* [Exercise] Please print each record below exactly as it is written.

* [Input material]
**********

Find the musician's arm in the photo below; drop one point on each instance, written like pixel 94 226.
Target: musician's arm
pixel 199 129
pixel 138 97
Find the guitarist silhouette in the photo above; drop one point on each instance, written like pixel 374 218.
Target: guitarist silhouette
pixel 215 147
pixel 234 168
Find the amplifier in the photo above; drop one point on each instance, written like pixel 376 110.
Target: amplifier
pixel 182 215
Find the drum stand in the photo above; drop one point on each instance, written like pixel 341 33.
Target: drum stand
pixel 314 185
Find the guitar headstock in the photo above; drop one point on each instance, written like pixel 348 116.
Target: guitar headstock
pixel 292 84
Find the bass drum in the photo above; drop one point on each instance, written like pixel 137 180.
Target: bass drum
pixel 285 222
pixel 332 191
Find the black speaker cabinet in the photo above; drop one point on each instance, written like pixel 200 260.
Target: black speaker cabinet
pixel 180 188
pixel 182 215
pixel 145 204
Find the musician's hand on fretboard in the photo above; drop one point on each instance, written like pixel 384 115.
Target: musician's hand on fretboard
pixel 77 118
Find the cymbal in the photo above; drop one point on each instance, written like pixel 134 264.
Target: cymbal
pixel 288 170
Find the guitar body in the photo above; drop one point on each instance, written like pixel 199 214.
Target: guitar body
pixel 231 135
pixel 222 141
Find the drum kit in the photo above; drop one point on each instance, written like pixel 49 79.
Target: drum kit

**********

* [Response to this exercise]
Find the musician's arm in the photo below; drop one point on each instance, written like pixel 94 226.
Target: musician's arm
pixel 199 129
pixel 138 97
Find the guitarist silhouette in the photo above; drop one point on each instance, written like pixel 374 218.
Target: guitarist silhouette
pixel 215 147
pixel 234 168
Find the amplifier in the photo above; drop one point on each instance, written like pixel 376 110.
Target: amplifier
pixel 182 215
Find the drum stand in the photo above; drop one point on each instance, written like pixel 341 33.
Target: drum stand
pixel 314 185
Find the guitar headstock in the photo above; drop one point on each instance, written like pixel 348 116.
Target: guitar headstock
pixel 292 84
Find the bass drum in the photo above; drop one point on each instance, written like pixel 137 180.
Target: bass drum
pixel 285 222
pixel 332 191
Find the black speaker cabinet in the photo above; drop one point on each instance, written like pixel 200 260.
Target: black speaker cabinet
pixel 180 188
pixel 182 215
pixel 145 204
Find the musician's hand on fretboard in the photo above; drop one point on each instance, written like pixel 384 115.
Target: musician's hand on fretboard
pixel 77 118
Find the cymbal in the photo above; drop one point on each instance, written like pixel 134 264.
Target: cymbal
pixel 288 170
Find the guitar body in the photo above; drop one point on each instance, written like pixel 199 214.
Target: guitar body
pixel 231 135
pixel 222 141
Find the drum kit in the photo above; drop one point on each instance, written like pixel 49 79.
Target: drum kit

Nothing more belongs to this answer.